◆ EJERCICIO 1 ◆
Recopila cada línea de los registros que contenga la cadena "jacket", distinguiendo entre mayúsculas y minúsculas.

___ PASAJE PROPORCIONADO ___

A punto de cumplirse un lustro del
comienzo de la crisis que nos atenaza, la situación socioeconómica española no
ha hecho más que empeorar.
Desde el punto de vista macroeconómico, los
estudios del Banco de España prevén para 2013 una caída del PIB del 1,5%, un
escuálido crecimiento del 0,6% en 2014; el déficit será del 6% este año y del
5,9% el próximo; la tasa de paro variará del 27,3% al 26,8% en ambos años.
Seguimos en recesión por quinto año, y como
se ve, con mínimas expectativas de mejorar. El panorama que presenta la
sociedad española, similar al que ofrecen Grecia, Portugal e Italia, es
desolador, agravado en nuestro caso por el insoportable desempleo que afecta a
seis millones de personas entre las que están dos millones de familias sin
ningún ingreso al haber agotado el subsidio de paro. Y lo que es peor, que no
se atisban signos de inflexión, de cambio de tendencia, de que la crisis haya tocado
fondo, de que lo peor haya pasado, de ver la luz que señala la salida del
túnel.
La evolución negativa de la economía
conduce al empobrecimiento de la población como registra el VI Informe de
Foessa (Fundación de Estudios sociales y Sociología Aplicada), presentado el 20
de marzo por su director. En él se constata la existencia del 21,8% de los
españoles que viven bajo el umbral de la pobreza, indicador de que perciben
menos del 60% de la renta media nacional. De ellos, tres millones sufren
pobreza extrema que les coloca al borde de la exclusión social. Al 55% de los
jóvenes se les ha robado el futuro al no encontrar trabajo.
Estos datos se producen en un contexto de
distribución personal de la renta nacional que sitúan a nuestro país entre los
más injustos de la UE según pone de manifiesto el “Primer Informe de la
Desigualdad en España” promovido por la Fundación Alternativas. La crisis no ha
hecho sino profundizar más el abismo que separa a pobres y ricos, al haber
crecido más las rentas más altas mientras se hunden las más bajas. La clase
media se ha depauperado, pero quienes sufren los peores zarpazos de la miseria
son los que ya antes de la crisis lo pasaban mal, Esta desigualdad se hace más
hiriente al coincidir con los ingresos escandalosos de una élite por rentas de
su patrimonio y sueldos millonarios de dirigentes y consejeros de bancos y
cajas de ahorro y grandes compañías aunque hubieran llevado a la ruina a sus
empresas.

___

◆ EJERCICIO 2 ◆
Transcribe literalmente el fragmento del pasaje sobre la crisis socioeconómica española que comienza en las palabras "Desde el punto" y termina tras "en ambos años.".

___ REGISTROS EXTRAÍDOS ___

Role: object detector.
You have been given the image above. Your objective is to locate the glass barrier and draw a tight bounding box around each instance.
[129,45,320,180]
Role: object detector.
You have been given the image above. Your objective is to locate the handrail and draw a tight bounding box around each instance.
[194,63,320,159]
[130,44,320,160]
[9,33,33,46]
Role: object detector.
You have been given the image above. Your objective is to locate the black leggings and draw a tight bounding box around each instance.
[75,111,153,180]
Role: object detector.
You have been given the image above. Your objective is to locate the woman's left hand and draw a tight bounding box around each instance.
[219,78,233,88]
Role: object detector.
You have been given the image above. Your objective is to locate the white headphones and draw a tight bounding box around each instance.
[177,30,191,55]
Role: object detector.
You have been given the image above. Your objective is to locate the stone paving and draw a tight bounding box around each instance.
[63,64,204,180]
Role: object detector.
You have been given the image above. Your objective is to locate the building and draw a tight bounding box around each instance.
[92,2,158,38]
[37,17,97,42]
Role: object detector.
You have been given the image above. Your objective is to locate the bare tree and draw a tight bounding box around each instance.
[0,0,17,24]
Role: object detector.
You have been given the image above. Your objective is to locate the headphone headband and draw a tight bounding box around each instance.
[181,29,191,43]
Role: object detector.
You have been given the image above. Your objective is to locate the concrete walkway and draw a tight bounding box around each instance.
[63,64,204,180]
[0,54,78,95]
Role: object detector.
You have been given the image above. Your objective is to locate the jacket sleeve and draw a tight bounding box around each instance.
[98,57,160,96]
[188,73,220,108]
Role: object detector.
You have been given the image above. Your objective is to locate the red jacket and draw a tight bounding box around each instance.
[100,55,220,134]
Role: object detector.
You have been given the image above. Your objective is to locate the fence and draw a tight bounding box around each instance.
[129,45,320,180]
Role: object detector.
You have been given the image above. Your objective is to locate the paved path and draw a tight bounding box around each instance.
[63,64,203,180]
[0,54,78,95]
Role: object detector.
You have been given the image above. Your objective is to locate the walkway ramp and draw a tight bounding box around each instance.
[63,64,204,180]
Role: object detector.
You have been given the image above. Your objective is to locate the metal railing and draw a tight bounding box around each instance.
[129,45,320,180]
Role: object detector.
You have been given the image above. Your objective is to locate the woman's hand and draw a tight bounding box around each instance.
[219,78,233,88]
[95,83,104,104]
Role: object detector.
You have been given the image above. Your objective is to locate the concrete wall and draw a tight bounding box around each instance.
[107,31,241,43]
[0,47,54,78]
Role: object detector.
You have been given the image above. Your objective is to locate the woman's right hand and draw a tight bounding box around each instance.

___

◆ SALIDA CORRECTA 1 ◆
You have been given the image above. Your objective is to locate the jacket sleeve and draw a tight bounding box around each instance.
You have been given the image above. Your objective is to locate the red jacket and draw a tight bounding box around each instance.

◆ SALIDA CORRECTA 2 ◆
Desde el punto de vista macroeconómico, los
estudios del Banco de España prevén para 2013 una caída del PIB del 1,5%, un
escuálido crecimiento del 0,6% en 2014; el déficit será del 6% este año y del
5,9% el próximo; la tasa de paro variará del 27,3% al 26,8% en ambos años.